Rewrite the items below with "metal railing" changed to "iron railing", keeping everything else the same.

- **Object position labeling items**
-*-
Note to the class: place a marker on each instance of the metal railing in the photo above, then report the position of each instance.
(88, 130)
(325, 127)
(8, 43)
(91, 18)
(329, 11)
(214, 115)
-*-
- **Solution for this problem**
Note to the class: place a marker on each instance of the iron railing in the photo above, then report the position of each instance.
(88, 130)
(325, 127)
(8, 43)
(91, 18)
(329, 11)
(214, 115)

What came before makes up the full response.